++++ Working data

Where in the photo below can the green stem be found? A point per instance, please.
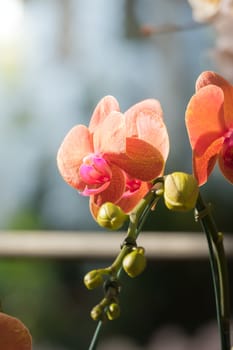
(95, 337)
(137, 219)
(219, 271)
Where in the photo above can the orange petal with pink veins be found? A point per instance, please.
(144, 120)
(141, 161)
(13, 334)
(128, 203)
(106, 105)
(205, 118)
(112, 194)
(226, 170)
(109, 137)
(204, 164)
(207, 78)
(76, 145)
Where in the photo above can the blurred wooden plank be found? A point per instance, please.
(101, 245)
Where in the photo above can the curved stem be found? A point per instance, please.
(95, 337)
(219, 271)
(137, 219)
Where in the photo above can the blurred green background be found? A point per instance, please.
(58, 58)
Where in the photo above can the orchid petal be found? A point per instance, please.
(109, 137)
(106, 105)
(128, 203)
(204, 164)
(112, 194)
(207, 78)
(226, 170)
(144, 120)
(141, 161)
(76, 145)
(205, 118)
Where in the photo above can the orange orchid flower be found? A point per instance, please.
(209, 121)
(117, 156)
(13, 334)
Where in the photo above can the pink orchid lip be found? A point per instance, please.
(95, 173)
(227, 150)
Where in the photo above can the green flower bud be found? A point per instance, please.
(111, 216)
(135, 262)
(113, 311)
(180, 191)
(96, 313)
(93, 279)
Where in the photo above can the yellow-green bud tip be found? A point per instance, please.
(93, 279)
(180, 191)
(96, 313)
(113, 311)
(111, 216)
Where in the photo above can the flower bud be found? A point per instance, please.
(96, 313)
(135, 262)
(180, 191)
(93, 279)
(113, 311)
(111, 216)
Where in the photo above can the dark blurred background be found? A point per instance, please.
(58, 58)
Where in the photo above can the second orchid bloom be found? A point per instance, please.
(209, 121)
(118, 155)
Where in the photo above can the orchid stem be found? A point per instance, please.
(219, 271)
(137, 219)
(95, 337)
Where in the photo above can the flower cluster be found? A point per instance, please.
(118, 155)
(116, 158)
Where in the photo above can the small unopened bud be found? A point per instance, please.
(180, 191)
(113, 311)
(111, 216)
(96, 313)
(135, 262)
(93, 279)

++++++++

• Required action:
Omit the pictures. Output every record above word for word.

• Solution for this exercise:
Where in the photo below can the green stem be found? A point per instance, please.
(95, 337)
(137, 219)
(219, 271)
Where in the photo above can the orange petal with pink veins be found? A point per instance, please.
(144, 120)
(141, 161)
(13, 334)
(128, 203)
(106, 105)
(205, 118)
(112, 194)
(226, 170)
(109, 137)
(204, 164)
(207, 78)
(76, 145)
Where in the photo above can the blurred wooden plank be found? A point per instance, please.
(101, 245)
Where in the photo above can the curved stem be found? A point per instance, please.
(95, 337)
(219, 271)
(137, 219)
Where in the photo above can the blurred green background be found? A point per instance, please.
(58, 58)
Where in the photo above can the orchid petal be found? A point per instance, please.
(109, 137)
(106, 105)
(128, 203)
(204, 164)
(112, 194)
(207, 78)
(226, 170)
(144, 120)
(141, 161)
(76, 145)
(205, 118)
Where in the photo above can the orange orchid flower be found? A point per instance, please.
(209, 121)
(117, 156)
(13, 334)
Where in the photo above can the pink orchid lip be found? A point per instance, please.
(95, 173)
(227, 150)
Where in the photo above can the green flower bud be found? A point per instance, please.
(111, 216)
(135, 262)
(113, 311)
(180, 191)
(96, 313)
(93, 279)
Where in the photo above can the yellow-green bud tip be found? A point per instance, please.
(93, 279)
(180, 191)
(96, 313)
(113, 311)
(111, 216)
Where in the photo above can the flower bud be found? A point per instance, please.
(96, 313)
(135, 262)
(180, 191)
(93, 279)
(113, 311)
(111, 216)
Where in the photo above can the dark blurred background be found? A point per instance, please.
(58, 58)
Where in the photo above can the second orchid bloom be found? A point per instance, please.
(209, 121)
(118, 155)
Where in the photo above can the orchid stem be found? A point per instance, please.
(219, 271)
(137, 219)
(95, 337)
Where in the photo above can the flower cluster be found? A point per instance, please.
(118, 155)
(116, 158)
Where in the photo above can the small unopened bud be found? A point per instance, please.
(180, 191)
(113, 311)
(111, 216)
(96, 313)
(135, 262)
(93, 279)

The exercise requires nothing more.